#### Work required
Starting at the line that contains "Each matching instance of the weathered", quote each line exactly through the last line of the entries, both included.

**** Exercise materials

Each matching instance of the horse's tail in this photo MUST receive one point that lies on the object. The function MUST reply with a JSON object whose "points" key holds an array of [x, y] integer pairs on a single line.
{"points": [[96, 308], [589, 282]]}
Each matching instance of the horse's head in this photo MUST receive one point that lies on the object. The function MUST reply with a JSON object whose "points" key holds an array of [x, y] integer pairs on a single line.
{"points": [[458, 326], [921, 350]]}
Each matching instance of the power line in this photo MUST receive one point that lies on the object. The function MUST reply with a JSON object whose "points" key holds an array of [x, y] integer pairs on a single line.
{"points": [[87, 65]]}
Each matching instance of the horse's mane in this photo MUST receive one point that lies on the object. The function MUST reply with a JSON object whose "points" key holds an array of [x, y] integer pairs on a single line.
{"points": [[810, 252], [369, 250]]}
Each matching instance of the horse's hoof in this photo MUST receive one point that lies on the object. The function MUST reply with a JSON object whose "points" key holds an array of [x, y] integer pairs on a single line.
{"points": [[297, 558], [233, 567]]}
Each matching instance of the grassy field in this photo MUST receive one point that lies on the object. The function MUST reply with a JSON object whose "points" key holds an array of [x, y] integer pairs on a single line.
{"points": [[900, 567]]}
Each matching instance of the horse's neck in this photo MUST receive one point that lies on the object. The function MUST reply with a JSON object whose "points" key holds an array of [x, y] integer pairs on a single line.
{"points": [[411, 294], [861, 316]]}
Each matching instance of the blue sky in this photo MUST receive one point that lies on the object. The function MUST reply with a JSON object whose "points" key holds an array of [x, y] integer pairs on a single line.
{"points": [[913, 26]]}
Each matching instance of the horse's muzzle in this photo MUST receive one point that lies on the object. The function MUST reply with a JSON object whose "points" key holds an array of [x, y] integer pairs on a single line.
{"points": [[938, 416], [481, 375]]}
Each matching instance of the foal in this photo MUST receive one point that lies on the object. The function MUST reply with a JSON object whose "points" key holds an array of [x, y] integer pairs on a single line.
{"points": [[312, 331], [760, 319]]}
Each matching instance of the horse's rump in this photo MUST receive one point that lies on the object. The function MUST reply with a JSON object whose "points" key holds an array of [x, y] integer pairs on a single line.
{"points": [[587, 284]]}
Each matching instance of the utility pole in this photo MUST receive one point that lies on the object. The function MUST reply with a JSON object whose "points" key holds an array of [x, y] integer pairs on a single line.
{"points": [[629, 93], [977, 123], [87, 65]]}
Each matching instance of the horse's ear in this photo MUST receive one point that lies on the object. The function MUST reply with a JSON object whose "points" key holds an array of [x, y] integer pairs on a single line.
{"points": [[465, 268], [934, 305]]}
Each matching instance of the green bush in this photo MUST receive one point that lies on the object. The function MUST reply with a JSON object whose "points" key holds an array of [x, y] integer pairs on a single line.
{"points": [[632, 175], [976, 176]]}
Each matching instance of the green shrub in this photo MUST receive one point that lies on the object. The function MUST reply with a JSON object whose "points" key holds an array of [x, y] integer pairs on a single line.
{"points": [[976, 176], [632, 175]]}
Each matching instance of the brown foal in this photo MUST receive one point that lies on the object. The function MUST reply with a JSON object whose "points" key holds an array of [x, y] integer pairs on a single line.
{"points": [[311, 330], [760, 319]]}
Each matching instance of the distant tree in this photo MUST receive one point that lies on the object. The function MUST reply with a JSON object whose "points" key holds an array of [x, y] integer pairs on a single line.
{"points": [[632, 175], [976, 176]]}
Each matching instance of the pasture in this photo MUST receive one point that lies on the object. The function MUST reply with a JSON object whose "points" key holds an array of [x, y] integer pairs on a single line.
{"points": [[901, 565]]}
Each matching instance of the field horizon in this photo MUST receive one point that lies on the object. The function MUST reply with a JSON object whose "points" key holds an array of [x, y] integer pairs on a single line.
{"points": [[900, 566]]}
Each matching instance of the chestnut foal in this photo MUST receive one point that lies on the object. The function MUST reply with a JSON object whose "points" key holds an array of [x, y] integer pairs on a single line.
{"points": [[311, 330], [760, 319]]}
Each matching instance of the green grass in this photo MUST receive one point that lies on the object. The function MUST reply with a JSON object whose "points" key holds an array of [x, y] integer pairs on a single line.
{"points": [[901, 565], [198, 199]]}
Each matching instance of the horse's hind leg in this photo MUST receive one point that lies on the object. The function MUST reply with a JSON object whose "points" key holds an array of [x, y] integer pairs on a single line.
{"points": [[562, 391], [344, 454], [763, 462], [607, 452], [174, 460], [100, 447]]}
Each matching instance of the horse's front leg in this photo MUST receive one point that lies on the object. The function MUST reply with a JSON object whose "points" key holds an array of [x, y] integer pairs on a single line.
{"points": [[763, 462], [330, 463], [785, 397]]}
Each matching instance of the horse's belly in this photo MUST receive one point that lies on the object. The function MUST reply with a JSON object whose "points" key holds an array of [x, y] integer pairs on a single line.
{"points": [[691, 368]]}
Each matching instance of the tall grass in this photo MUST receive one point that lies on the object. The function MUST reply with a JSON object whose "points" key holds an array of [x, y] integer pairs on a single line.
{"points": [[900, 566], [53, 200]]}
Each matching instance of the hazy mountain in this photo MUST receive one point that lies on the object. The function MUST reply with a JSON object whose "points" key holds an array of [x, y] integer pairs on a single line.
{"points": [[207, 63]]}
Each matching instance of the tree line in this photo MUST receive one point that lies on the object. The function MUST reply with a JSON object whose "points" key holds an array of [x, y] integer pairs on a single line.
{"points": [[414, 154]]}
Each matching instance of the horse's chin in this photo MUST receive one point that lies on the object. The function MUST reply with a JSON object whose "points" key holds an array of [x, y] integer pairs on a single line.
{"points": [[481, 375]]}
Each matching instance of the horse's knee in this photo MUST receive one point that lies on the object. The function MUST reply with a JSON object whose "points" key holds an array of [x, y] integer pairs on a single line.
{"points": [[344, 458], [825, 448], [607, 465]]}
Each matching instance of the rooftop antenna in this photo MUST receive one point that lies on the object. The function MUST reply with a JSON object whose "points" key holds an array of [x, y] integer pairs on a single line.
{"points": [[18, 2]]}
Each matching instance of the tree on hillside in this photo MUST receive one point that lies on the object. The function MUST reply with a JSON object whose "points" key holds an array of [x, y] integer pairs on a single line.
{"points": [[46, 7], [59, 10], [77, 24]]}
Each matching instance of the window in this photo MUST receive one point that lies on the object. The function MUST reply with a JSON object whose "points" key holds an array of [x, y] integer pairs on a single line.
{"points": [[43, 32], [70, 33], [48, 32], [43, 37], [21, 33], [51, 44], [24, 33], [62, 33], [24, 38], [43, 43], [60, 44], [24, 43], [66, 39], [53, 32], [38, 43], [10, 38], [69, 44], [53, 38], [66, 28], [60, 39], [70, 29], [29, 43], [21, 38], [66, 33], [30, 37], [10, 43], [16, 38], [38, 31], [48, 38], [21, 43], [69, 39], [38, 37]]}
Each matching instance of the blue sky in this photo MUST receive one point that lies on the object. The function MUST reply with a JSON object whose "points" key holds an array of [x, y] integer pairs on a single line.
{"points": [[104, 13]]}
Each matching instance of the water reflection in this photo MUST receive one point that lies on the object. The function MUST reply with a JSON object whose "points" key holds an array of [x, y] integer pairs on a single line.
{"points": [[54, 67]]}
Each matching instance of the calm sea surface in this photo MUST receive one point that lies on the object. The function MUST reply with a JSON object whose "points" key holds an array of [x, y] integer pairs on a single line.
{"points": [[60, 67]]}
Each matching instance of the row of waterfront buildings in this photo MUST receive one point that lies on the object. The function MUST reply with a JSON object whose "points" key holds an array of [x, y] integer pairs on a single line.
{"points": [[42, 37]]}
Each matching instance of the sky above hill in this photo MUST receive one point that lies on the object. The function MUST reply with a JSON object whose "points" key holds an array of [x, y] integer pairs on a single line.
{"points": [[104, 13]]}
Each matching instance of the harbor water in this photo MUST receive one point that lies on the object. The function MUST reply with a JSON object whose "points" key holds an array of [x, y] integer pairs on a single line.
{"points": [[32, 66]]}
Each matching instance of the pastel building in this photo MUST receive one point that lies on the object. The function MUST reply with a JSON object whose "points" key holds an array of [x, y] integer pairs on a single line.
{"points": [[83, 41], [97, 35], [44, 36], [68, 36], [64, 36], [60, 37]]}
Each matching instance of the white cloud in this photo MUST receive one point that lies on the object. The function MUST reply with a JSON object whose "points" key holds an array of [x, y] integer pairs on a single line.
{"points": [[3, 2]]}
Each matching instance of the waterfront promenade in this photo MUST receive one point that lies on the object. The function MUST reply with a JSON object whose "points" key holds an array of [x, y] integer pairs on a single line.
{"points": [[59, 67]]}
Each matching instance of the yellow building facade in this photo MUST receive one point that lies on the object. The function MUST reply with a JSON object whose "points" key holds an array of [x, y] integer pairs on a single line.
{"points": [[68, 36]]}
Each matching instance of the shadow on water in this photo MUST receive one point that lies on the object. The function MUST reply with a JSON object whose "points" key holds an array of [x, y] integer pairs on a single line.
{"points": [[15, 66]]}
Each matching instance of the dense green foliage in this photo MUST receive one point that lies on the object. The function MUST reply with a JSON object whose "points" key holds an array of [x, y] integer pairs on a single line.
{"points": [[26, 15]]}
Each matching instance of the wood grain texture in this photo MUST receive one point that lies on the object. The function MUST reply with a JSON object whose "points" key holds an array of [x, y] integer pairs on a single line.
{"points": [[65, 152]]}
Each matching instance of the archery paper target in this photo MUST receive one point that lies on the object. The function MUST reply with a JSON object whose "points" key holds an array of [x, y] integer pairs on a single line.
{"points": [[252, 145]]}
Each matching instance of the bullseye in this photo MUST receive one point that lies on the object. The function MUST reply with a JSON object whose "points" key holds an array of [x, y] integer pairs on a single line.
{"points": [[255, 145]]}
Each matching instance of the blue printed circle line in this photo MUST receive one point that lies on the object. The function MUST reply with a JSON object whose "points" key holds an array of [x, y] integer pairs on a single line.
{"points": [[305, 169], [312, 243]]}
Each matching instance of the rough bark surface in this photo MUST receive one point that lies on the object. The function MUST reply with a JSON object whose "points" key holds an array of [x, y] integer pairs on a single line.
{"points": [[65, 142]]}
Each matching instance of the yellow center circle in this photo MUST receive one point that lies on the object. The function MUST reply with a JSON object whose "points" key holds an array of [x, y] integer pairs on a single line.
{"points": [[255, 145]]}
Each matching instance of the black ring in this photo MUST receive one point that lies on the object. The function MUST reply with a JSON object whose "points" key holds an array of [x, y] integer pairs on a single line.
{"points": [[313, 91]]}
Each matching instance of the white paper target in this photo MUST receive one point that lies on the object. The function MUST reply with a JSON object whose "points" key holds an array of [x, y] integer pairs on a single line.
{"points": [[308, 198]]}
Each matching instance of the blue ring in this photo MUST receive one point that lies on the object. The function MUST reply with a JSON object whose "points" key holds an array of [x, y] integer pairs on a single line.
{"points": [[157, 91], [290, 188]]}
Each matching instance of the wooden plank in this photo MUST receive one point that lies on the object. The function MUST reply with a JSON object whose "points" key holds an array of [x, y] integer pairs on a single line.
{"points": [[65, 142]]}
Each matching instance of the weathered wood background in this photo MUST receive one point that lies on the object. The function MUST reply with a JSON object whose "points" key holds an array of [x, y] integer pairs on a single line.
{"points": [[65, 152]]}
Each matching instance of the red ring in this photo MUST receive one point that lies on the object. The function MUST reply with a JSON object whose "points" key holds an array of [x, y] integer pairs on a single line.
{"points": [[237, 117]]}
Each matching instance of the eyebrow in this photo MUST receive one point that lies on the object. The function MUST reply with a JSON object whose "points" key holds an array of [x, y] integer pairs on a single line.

********

#### Answer to the task
Each matching instance of the weathered wood background in this photo MUST receive one point that lies on the object. The function MUST reply with a JSON object whose "points" key holds an array of [x, y] integer pairs on a single line.
{"points": [[65, 152]]}
Each matching instance of the red ring in this photo MUST receive one point that lies on the object. The function MUST reply with a JSON object whose "points" key holds an array of [x, y] integer pairs on a single line.
{"points": [[237, 117]]}
Each matching instance of the eyebrow in this photo MUST receive one point that lies on the object. The function MUST reply with a JSON object whose "points" key holds an array of [x, y] integer pairs on a single line.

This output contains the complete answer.